OBJECTIVE: Reproduce every row that follows verbatim.

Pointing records
+--

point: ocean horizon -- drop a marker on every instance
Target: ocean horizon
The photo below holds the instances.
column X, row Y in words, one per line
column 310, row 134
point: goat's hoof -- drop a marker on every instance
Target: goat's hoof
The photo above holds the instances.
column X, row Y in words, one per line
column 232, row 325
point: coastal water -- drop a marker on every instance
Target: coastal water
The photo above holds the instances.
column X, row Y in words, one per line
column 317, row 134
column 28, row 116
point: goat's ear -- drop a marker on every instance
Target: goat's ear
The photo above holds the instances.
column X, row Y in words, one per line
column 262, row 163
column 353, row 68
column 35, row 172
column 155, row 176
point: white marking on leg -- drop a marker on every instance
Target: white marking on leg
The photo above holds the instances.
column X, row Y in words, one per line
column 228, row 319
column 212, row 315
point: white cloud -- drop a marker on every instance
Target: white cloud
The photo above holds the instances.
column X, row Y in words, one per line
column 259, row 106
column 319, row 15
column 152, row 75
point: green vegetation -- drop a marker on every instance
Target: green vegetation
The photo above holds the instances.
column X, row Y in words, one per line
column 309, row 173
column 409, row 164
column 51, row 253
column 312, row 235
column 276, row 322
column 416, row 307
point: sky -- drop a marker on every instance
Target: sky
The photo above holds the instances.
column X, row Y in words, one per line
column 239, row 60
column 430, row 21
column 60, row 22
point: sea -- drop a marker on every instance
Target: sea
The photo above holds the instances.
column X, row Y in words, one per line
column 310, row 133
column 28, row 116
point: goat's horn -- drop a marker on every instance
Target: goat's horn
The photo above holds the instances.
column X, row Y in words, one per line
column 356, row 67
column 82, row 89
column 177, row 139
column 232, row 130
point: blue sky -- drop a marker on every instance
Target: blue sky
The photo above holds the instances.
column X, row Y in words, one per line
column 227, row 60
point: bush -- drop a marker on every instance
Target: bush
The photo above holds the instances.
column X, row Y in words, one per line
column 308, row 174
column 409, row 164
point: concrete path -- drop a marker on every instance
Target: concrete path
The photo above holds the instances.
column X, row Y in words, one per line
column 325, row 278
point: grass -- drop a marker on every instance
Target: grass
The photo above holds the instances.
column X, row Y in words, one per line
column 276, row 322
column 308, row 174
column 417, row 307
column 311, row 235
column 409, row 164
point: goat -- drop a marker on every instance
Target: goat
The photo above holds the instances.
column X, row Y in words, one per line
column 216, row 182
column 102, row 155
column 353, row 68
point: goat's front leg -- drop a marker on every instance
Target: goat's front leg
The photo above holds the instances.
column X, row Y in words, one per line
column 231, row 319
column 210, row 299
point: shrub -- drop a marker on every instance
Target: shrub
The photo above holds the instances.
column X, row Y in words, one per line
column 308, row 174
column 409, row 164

+--

OUTPUT:
point: ocean horizon -- drop a marker on every instance
Target: ocean horizon
The photo below holds the instances.
column X, row Y in words, one per line
column 310, row 134
point: goat's hoof -- drop a marker on every instance
Target: goat's hoof
The photo above holds the instances.
column X, row Y in words, one per line
column 232, row 325
point: coastal water -- drop a marker on every instance
Target: coastal water
The photo above holds the instances.
column X, row Y in words, one per line
column 317, row 134
column 28, row 116
point: goat's ear -- drop a marker on every instance
Target: goat's ear
The photo above holds the instances.
column X, row Y in words, one per line
column 262, row 163
column 353, row 68
column 35, row 172
column 155, row 176
point: white marking on leg -- drop a marker on every instance
Target: white marking on leg
The photo above holds the instances.
column X, row Y in words, one per line
column 228, row 319
column 212, row 315
point: white cloud -- drop a marker on every instance
Target: white cloud
The photo above holds the instances.
column X, row Y in words, one per line
column 259, row 106
column 319, row 15
column 152, row 75
point: green vegetation -- drop a marker on every instance
Target: green vegetation
The photo above holds the instances.
column X, row Y in words, one per line
column 309, row 173
column 409, row 164
column 51, row 253
column 312, row 235
column 276, row 322
column 416, row 307
point: sky -- drop a marker on every instance
Target: sky
The photo above holds the instances.
column X, row Y in words, one per line
column 239, row 60
column 430, row 21
column 60, row 22
point: sea -- drop a marker on every instance
Target: sea
The photo above holds the instances.
column X, row Y in words, one per line
column 310, row 133
column 28, row 116
point: goat's horn -- drop a marker on every instance
Target: goat's horn
The photo above holds the instances.
column X, row Y in words, one per line
column 356, row 67
column 82, row 89
column 177, row 139
column 232, row 130
point: blue sky -- drop a marker on every instance
Target: blue sky
The photo above holds the instances.
column X, row Y in words, one per line
column 227, row 60
point: bush -- drop a marker on every instance
Target: bush
The photo above holds the instances.
column X, row Y in words, one per line
column 308, row 174
column 409, row 164
point: concrete path -- drop a marker on every instance
Target: concrete path
The photo above holds the instances.
column X, row Y in words, one per line
column 325, row 278
point: grass -- drop a marker on every instance
Target: grass
The photo above holds the instances.
column X, row Y in words, one per line
column 276, row 322
column 308, row 174
column 417, row 307
column 311, row 235
column 409, row 164
point: goat -- drop a marker on every instance
Target: goat
The photo above holds the instances.
column X, row Y in words, one per line
column 216, row 182
column 102, row 155
column 353, row 68
point: goat's front leg -- drop a marker on every instance
Target: goat's front leg
The photo above holds the instances.
column X, row Y in words, one per line
column 231, row 319
column 210, row 299
point: shrub -- drop a marker on every instance
Target: shrub
The photo above holds the instances.
column X, row Y in words, one per line
column 308, row 174
column 409, row 164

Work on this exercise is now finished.